STATED TASK: Copy the line with "# test: locate() returns one point per instance of the tall" and all lines following it through the last line of the entries, exactly as written.

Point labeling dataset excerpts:
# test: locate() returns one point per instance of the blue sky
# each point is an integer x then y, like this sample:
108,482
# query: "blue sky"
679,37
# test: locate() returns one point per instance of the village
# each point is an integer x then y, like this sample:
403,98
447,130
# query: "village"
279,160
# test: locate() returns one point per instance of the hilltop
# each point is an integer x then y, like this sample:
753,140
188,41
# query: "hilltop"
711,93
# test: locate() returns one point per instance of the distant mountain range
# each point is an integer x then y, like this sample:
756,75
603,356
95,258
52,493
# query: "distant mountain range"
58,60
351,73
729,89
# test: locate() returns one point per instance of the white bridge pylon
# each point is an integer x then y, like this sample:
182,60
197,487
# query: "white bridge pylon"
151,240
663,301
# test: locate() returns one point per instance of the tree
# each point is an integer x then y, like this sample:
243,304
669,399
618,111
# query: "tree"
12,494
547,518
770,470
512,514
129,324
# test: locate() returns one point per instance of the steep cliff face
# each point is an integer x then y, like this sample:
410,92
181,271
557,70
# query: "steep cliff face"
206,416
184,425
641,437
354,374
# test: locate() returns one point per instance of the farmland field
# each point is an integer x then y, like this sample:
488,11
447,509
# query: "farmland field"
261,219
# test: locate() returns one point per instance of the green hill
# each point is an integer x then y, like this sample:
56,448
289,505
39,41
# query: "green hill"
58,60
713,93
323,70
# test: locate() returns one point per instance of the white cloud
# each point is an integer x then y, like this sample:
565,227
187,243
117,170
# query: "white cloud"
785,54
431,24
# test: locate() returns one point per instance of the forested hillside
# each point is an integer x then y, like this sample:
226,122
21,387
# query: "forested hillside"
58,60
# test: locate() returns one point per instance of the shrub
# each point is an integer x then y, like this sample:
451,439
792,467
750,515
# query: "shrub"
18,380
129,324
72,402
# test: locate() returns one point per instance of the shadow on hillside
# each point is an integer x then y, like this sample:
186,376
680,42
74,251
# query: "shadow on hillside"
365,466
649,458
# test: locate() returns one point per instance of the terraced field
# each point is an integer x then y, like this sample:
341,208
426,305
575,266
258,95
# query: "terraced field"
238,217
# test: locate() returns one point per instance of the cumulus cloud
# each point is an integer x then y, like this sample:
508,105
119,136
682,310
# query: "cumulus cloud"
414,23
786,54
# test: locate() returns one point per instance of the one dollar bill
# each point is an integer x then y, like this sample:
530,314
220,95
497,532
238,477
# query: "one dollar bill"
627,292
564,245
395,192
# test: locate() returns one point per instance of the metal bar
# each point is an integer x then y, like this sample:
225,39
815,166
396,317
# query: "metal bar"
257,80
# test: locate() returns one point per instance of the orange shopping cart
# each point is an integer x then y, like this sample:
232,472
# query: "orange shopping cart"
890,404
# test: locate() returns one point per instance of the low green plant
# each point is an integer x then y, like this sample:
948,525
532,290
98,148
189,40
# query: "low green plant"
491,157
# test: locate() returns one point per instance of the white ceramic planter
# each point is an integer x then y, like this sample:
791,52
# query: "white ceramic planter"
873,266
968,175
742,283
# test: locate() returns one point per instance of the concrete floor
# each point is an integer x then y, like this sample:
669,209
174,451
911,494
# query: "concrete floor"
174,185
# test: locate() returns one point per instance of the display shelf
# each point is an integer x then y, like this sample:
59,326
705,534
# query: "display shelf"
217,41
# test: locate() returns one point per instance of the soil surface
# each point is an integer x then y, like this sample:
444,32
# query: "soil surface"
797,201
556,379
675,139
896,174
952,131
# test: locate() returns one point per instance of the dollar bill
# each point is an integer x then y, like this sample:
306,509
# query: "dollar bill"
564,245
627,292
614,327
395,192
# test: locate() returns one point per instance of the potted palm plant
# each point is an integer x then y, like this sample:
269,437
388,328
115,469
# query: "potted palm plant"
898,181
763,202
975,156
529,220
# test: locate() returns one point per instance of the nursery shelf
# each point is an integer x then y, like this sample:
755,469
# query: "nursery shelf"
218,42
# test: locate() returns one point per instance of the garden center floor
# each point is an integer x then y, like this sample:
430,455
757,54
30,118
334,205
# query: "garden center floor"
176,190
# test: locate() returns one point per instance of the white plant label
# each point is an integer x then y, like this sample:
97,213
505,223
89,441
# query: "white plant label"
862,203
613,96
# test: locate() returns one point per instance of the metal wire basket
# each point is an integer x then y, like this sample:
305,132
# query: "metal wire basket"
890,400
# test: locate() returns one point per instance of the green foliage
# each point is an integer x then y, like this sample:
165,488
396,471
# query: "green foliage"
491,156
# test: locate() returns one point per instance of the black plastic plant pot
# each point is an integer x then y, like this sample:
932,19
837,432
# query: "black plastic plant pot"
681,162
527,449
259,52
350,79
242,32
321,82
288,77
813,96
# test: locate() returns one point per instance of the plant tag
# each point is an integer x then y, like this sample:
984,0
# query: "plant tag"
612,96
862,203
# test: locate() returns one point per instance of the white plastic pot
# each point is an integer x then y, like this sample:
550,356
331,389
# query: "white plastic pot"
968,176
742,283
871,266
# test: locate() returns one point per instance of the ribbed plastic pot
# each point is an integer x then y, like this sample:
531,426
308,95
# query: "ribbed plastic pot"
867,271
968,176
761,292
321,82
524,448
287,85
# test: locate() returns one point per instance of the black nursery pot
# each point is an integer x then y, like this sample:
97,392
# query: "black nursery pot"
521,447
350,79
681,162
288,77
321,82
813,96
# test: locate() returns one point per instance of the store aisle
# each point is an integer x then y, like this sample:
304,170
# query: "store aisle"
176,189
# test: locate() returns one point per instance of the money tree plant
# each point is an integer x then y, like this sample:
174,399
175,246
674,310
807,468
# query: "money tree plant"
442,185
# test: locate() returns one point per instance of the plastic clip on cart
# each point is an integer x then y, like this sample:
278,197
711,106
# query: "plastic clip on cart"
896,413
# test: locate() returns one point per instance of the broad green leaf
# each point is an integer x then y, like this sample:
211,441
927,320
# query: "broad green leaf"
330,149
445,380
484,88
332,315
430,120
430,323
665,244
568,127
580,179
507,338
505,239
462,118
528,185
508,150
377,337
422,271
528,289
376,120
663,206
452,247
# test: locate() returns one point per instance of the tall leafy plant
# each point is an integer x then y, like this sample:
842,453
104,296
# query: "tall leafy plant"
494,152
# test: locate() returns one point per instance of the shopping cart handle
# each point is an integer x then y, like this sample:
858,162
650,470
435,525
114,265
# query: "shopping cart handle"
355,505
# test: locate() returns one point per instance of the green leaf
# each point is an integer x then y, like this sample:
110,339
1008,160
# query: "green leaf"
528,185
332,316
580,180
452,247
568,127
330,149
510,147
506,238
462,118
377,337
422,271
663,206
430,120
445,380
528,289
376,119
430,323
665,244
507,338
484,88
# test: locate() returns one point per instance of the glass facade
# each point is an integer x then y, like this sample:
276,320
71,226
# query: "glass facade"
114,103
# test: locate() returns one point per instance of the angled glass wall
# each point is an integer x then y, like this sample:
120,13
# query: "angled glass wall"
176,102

SOLVED PROBLEM:
# test: locate() returns one point per instance of the tall leafy plant
# each point is an integer x then y, like this sample:
842,453
104,296
# query: "tall leafy plant"
494,152
# test: locate() returns one point per instance of the shopping cart handle
# each point is an integer x then y, like this sample:
858,162
650,470
435,525
114,265
# query: "shopping cart handle"
355,505
# test: locate() returns one point per instance of the green leaf
# each point is an integer x then y, like this sample:
110,339
1008,160
# query: "green leaf"
528,185
332,316
580,180
452,247
568,127
330,149
510,147
506,238
462,118
377,337
422,271
663,206
430,120
445,380
528,289
376,119
430,323
665,244
507,338
484,88
# test: locate() returns one point per instance of the glass facade
# each point is an integer x then y, like this sample:
276,320
71,226
# query: "glass facade"
114,103
# test: locate() returns one point per instance of the angled glass wall
# each point is an integer x then y, like this sample:
120,13
# query: "angled glass wall"
176,102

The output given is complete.